→ EXERCISE DESCRIPTION: Every record must come back unchanged, apart from the pictures, which are dropped.

→ MATERIALS PROVIDED:
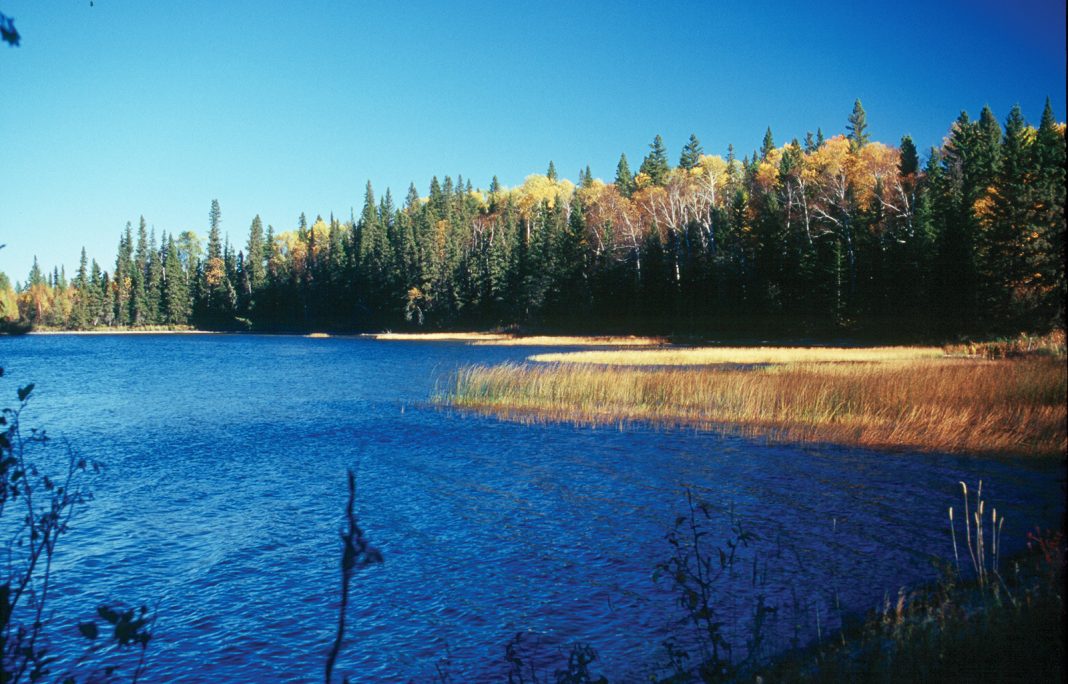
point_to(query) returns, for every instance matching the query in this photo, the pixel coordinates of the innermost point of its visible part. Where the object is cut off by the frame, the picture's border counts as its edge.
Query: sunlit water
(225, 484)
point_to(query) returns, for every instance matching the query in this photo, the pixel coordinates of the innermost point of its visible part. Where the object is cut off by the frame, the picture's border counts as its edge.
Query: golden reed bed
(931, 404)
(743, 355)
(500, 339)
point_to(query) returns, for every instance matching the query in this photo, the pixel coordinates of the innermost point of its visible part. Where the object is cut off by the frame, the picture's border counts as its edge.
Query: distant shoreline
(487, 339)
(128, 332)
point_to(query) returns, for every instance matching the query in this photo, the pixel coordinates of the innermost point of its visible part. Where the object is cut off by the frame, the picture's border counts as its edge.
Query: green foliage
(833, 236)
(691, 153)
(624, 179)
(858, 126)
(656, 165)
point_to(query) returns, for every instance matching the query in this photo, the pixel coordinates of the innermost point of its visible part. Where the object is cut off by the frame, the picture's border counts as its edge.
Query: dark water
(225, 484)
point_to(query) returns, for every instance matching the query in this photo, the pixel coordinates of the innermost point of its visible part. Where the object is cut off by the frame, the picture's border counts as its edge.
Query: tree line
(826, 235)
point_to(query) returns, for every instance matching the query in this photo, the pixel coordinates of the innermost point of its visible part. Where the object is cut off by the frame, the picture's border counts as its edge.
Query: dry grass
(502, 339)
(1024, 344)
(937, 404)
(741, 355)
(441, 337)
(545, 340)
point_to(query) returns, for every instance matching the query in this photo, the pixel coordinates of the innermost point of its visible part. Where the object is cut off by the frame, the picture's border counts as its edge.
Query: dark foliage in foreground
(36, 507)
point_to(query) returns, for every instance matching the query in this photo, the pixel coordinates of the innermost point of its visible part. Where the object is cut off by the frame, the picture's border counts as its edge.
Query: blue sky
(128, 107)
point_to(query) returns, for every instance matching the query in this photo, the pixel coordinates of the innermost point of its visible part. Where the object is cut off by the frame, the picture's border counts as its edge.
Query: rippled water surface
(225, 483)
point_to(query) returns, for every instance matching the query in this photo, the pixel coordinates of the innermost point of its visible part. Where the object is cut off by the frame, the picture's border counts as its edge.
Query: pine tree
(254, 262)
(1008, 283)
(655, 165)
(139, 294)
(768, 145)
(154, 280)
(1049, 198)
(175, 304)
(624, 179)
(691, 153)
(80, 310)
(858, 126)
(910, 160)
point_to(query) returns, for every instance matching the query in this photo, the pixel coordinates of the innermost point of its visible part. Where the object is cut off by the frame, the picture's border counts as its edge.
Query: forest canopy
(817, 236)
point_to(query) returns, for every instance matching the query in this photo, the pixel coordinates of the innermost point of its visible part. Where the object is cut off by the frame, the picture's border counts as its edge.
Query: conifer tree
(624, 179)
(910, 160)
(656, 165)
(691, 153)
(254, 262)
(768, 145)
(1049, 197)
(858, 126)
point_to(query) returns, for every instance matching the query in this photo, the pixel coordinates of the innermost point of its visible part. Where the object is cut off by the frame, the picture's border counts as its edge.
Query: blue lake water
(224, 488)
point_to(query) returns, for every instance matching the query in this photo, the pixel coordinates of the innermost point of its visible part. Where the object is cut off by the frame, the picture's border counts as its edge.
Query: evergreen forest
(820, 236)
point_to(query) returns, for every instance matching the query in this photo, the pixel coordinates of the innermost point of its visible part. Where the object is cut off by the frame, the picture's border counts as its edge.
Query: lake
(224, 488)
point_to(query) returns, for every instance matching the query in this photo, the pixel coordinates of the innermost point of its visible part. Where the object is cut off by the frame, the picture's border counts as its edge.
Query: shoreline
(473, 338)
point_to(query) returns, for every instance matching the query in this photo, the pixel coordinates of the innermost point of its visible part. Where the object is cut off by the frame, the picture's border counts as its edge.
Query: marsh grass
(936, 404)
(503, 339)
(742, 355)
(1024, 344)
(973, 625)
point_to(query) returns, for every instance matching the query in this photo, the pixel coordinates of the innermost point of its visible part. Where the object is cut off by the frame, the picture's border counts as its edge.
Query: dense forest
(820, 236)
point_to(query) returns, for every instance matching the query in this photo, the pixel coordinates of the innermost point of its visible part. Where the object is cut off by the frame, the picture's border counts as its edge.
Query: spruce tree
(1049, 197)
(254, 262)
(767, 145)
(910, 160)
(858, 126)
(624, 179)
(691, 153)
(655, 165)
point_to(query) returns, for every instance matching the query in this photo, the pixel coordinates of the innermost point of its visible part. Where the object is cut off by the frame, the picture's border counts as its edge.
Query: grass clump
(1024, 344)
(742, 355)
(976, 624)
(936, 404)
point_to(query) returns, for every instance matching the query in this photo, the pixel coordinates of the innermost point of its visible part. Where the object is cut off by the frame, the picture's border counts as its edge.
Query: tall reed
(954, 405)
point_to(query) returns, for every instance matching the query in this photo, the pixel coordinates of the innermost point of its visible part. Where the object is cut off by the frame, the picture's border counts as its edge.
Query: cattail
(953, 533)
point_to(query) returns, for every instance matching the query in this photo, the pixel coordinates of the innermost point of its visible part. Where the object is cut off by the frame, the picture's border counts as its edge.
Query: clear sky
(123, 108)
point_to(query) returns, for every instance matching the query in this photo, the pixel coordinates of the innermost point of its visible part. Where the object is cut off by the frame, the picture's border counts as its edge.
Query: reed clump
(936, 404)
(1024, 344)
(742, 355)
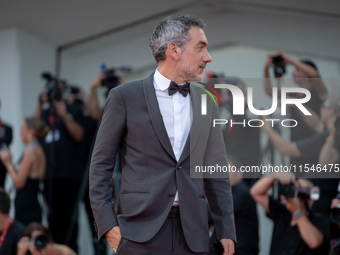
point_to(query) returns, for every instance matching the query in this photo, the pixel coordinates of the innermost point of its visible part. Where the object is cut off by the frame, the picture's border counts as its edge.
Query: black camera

→ REPLY TO THE EXERCISE:
point_to(query) returns, for every instance matching the query in this photo, the pixel coordinates of the innermost point of its visible part. Where the object is cut off by the frame, the picture's border counts as its edge.
Query: sunlit water
(225, 484)
point_to(query) returns, for every instance matching the query in this photo, the pixel coordinates of the innermost point of its visible part. Where the object is cut off by the frame, the picture's border counts as its edge.
Query: golden reed bed
(931, 404)
(743, 355)
(500, 339)
point_to(query) returns, for every instance matching the query in this photo, the pixel coordinates of the innermost point of its visible part. Where the object is cut off by the frame, the picture's border counts as its edge.
Query: distant shoreline
(487, 339)
(128, 332)
point_to(query) returns, for every instance matching the query in this photo, the pixel coordinates of the innermost point of its visible part. Where the object is cut off by the frame, the picture's border counts as its edge.
Query: green foliage
(833, 236)
(691, 153)
(624, 179)
(858, 126)
(656, 165)
point_to(query) returns, for every instance matching the query in this photo, the pixel coordinates of the innermost point of its visible part. Where the object is cut off by the frame, the picture's border counts as its edge.
Query: dark water
(225, 484)
point_to(query) returns, for every instance matching the query in this photo, the pixel coordinates of the innermost point of its visible part. Where the object is cut off by the frame, the picture's border counts as its edge.
Query: tree line
(826, 235)
point_to(query) returns, for every instance matching the query in this photo, the pixel coordinates of the innermost point of its visible part. Where the object is cut off by the frame, the picture's border counts as its edge.
Query: dry grass
(502, 339)
(1024, 344)
(937, 404)
(741, 355)
(441, 337)
(545, 340)
point_to(query) returns, for every instance matching the query in this photo, the pixel coordinates of the innermost point of its visible part. Where the object is cut off by the frame, the picture's border counts as its edge.
Query: dark foliage in foreground
(36, 507)
point_to(query) returns, for every instance matching the query in this photo, the pixel coordinates of the innermost point of its visible part. Where the object is cut off by the frame, the picture's border counts as its edge.
Query: blue sky
(128, 107)
point_to(query) returns, for every instance matching the query in this photo, the pixel coordinates of the innermost point of its visible part. Where the object is cut off by the frame, the picture's border counts as its edge.
Query: rippled water surface
(225, 483)
point_to(query) returns, for every instance matching the query in this photo, the pixel coordinates of the innermost point of its visible part. Where the object is cut off by the frame, the picture's border counts as its edge.
Query: pine tree
(254, 262)
(1008, 283)
(655, 165)
(139, 294)
(768, 145)
(154, 280)
(1049, 198)
(175, 304)
(624, 179)
(691, 153)
(80, 310)
(858, 126)
(910, 160)
point_to(query) returns, for every instance matching the query in this photo, the pixel coordinates of the innermost point of its visible part. Where the object is cut off by the frame, the picture's border counts as its edge.
Query: forest canopy
(817, 236)
point_to(query) returns, for every instance matching the query in this photo, the pixel coordinates of the innermost point of its visible part. Where the object is cut off by the frame, the picture's border counts as its edge.
Query: conifer tree
(624, 179)
(910, 160)
(656, 165)
(691, 153)
(254, 262)
(768, 145)
(1049, 197)
(858, 126)
point_to(query) returns, for every instance matching the query in this photo, the pixel coordinates of the innermost point of its visible part. Where the object is cut off by the frame, the picture's border counts as its edge.
Query: blue lake water
(224, 488)
point_to(query) returns, for every instance matching the query in this photo, the pixel coordinates of the innermost point of its visible part. Where the object is cut off by the frame, the picture's border counts as its edge.
Query: evergreen forest
(820, 236)
point_to(query) returns, for every instance matching the query in this photo, the pixel coordinates of the innermost point of its visible part. Where the object is cut off by the frame, the picture's border counts as its edge.
Query: lake
(224, 488)
point_to(query) returns, for every instance matching the query in this photo, the pixel coordinates of the innermost point of its visible part. Where the object is cut off by the frame, the picture's border counts as its edge.
Query: shoreline
(473, 338)
point_to(query) returns, for every instance matching the query in this photo, the pixel coordinates of the innermost point of its visible part. Where the object is cut off by the frame, the picture's border counts as its edge.
Query: marsh grass
(936, 404)
(503, 339)
(742, 355)
(1024, 344)
(973, 625)
point_to(query) returns, for every instance matching the query in this photo, the pixel coordinates of the innermost point of its visible part. Where the object is cut off by the frame, the picture's border counts as its edge.
Query: dense forest
(820, 236)
point_to(query) returns, for every instance matching the query in this photo, the pixel coordinates of the innermost point of its visible part. Where the object is cut off by the frame, the picture's border counts as its edge.
Query: spruce tree
(1049, 197)
(254, 262)
(767, 145)
(910, 160)
(858, 126)
(624, 179)
(691, 153)
(655, 165)
point_to(query) returns, for every instance matching the query in this photo, the pixel coordinates of the innermost point of its visible part. Where the object is cut off by the frame, the picture's border counts as its edge.
Query: grass clump
(1024, 344)
(742, 355)
(976, 624)
(936, 404)
point_to(query) returns, for every instance matching the query in this photo, the pixel coordinates of the innermost point of its visible part. Where the object is cut off by the frame, the picture's border counts as its edge.
Query: tall reed
(954, 405)
point_to(query) returns, for every instance matching the query in this photo, the pixel coordinates of the innermost point of its visible part. Where the object is cut off by the frame, the picture's border counts as its edge.
Query: cattail
(953, 533)
point_to(query) returns, for every instance matching the query in this photo, the pixel coordinates of the innermost point of its visible part. Where the object is cut off by the frame, the picture's border counts as its edge.
Query: clear sky
(123, 108)
point_to(query) returns, for every instance matching the query in this photo, the pixel coordinates of the innermost point of its visible part. Where the object is cut off by the frame, the picture's border counts as its edge.
Query: reed clump
(936, 404)
(1024, 344)
(742, 355)
point_to(query) returns, for every instance matching the query in this photo, the pixel coordinates of the innermost point of its visible part. Where the object is cut off by the frame, the picture's border counts as its edge.
Query: black camera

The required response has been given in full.